* START *
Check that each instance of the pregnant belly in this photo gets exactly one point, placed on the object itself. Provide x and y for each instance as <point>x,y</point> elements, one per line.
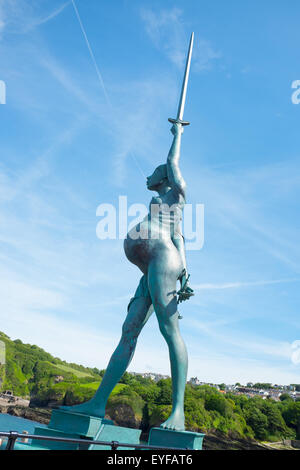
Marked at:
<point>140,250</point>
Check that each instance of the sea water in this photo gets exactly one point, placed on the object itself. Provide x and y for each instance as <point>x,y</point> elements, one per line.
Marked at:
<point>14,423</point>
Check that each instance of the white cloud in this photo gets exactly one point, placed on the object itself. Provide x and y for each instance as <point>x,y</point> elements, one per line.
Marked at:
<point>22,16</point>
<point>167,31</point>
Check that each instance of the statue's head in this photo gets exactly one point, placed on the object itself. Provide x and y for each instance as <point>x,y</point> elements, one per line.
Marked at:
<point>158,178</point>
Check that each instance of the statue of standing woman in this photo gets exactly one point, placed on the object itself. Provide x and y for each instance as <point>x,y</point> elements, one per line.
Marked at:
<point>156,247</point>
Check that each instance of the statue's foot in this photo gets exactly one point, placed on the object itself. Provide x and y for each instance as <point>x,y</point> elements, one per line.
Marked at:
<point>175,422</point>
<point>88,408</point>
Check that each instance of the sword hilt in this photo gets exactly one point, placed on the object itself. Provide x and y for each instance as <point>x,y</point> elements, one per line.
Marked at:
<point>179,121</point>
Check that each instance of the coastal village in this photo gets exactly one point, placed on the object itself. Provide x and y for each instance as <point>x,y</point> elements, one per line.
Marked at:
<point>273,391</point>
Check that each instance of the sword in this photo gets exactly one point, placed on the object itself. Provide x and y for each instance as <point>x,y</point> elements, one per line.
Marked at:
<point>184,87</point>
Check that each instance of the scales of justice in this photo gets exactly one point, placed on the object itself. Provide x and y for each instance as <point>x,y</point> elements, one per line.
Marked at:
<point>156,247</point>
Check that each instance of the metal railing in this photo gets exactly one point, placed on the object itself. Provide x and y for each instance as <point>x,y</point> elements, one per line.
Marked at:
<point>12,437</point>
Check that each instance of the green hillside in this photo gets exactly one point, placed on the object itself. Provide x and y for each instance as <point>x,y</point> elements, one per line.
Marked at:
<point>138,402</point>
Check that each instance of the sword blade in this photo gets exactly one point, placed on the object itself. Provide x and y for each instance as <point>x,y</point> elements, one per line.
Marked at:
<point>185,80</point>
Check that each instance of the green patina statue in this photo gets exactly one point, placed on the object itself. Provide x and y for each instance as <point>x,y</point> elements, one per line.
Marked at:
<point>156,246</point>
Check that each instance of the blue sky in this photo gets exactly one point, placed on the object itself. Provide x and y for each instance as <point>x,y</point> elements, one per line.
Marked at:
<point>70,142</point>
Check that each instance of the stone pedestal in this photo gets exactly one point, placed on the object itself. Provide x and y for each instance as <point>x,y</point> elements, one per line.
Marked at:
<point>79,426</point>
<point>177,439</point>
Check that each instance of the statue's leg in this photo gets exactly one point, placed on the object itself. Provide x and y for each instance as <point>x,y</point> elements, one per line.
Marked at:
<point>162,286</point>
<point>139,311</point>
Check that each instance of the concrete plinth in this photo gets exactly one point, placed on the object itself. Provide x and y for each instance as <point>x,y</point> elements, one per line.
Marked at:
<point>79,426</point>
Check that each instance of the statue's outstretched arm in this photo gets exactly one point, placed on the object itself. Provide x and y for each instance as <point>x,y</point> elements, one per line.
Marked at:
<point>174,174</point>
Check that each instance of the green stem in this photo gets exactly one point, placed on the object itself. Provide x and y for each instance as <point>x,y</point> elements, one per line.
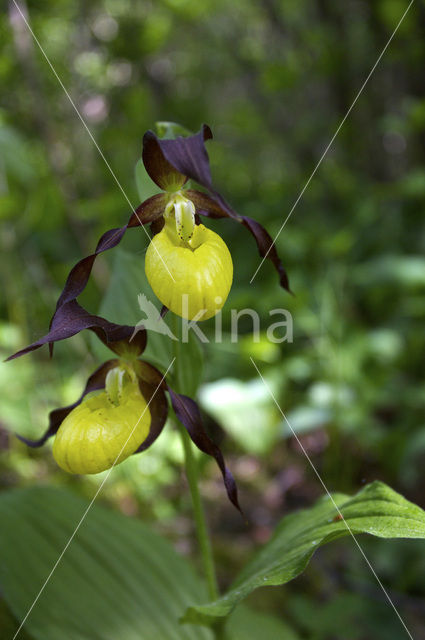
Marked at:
* END *
> **Set task**
Quote all of the data above word for word, leaving out the pictures.

> **Answer below**
Check that each instance of the pregnant belly in this photo gets exactly one point, placed on the object itself. Provide x and y for each instance as <point>x,y</point> elements, one per line.
Marked at:
<point>140,250</point>
Check that each instance of the sea water in this photo gets exactly one point, placed on the object itself. Provide x and y for each instance as <point>x,y</point> elements, one per line.
Marked at:
<point>14,423</point>
Check that each instance of the white cloud in this photo gets exactly one point, placed on the object itself. Provide x and y for each instance as <point>x,y</point> elements, one per line.
Marked at:
<point>22,16</point>
<point>167,31</point>
Check that each instance of the statue's head in this photo gets exactly one point, placed on the object itself. Provide x and y for each instance as <point>x,y</point> elements, one per line.
Marked at:
<point>158,178</point>
Check that each instance of the statue of standing woman in this photo gets exactly one point, placed on the object itself. Provide x and y for each instance as <point>x,y</point> elements, one per line.
Marked at:
<point>156,247</point>
Check that each instance of the statue's foot in this photo gets exactly one point, placed on the object itself. Provide x and y for each instance as <point>x,y</point> elements, one per line.
Marked at:
<point>175,422</point>
<point>88,408</point>
Check that each instance of the sword hilt in this photo gets exactly one point, placed on the object itself. Provide x and y for each instance as <point>x,y</point> elements, one per line.
Marked at:
<point>179,121</point>
Check that each instance of the coastal village in this photo gets exactly one point, placed on the object itself. Provide x and y for each instance as <point>x,y</point> elements, one per line.
Marked at:
<point>273,391</point>
Check that each instance of the sword in this photo gets exactly one point, placed on the object itself. Provide x and y for each instance as <point>x,y</point> elements, one per line.
Marked at:
<point>184,87</point>
Check that each instance of the scales of justice in this photo gets exactly one point, placed on the object itself. Provide x and y for each instance as <point>x,y</point> elements, one per line.
Marked at:
<point>156,247</point>
Check that each instance of the metal railing in this photo gets exactly one point, placed on the object itself. Provide x and y for each instance as <point>x,y</point> elements, one per line.
Marked at:
<point>12,437</point>
Check that each instance of the green hillside in this photo gets exactly one point, placed on the object itself. Provide x and y for each instance as <point>x,y</point> elements, one per line.
Marked at:
<point>138,402</point>
Check that each instance of the sword blade in this photo gets exactly one point, placed on the object itself. Provide x and y for each instance as <point>x,y</point> elements, one per line.
Marked at:
<point>185,80</point>
Check that each instance of the green patina statue in this photo gets exactly one point, placed on the object itself. Provide x and y for each instance as <point>x,y</point> elements, one per line.
Marked at:
<point>156,246</point>
Check that each instance of the blue sky in this photo gets exactly one point, placed on the object itself. Provide x and y for each instance as <point>x,y</point> elements, one per line.
Marked at:
<point>70,142</point>
Check that each instance of the stone pedestal in this photo gets exactly one point, placed on the object itself. Provide x and y for each instance as <point>x,y</point> elements, one per line.
Marked at:
<point>79,426</point>
<point>177,439</point>
Check that each instance of the statue's leg in this photo gets exactly one point, placed on the object itself. Provide x and y for each instance as <point>x,y</point> elements, one per line.
Marked at:
<point>162,286</point>
<point>139,311</point>
Check that each instance of the concrete plinth in this photo gets exactly one point, placed on the object itself. Provide x and y for each instance as <point>x,y</point> elements, one per line.
Marked at:
<point>79,426</point>
Check that each instance of the statue's outstretched arm in this photo gets exactly one point, placed on the object itself. Provide x and y for each instance as <point>x,y</point> elements, one per line.
Marked at:
<point>174,174</point>
Check that each instance of the green stem in this photo gets exactly one point, placed on the object itself. Provide x and y for each instance as <point>x,y</point> elements, one per line.
Marked at:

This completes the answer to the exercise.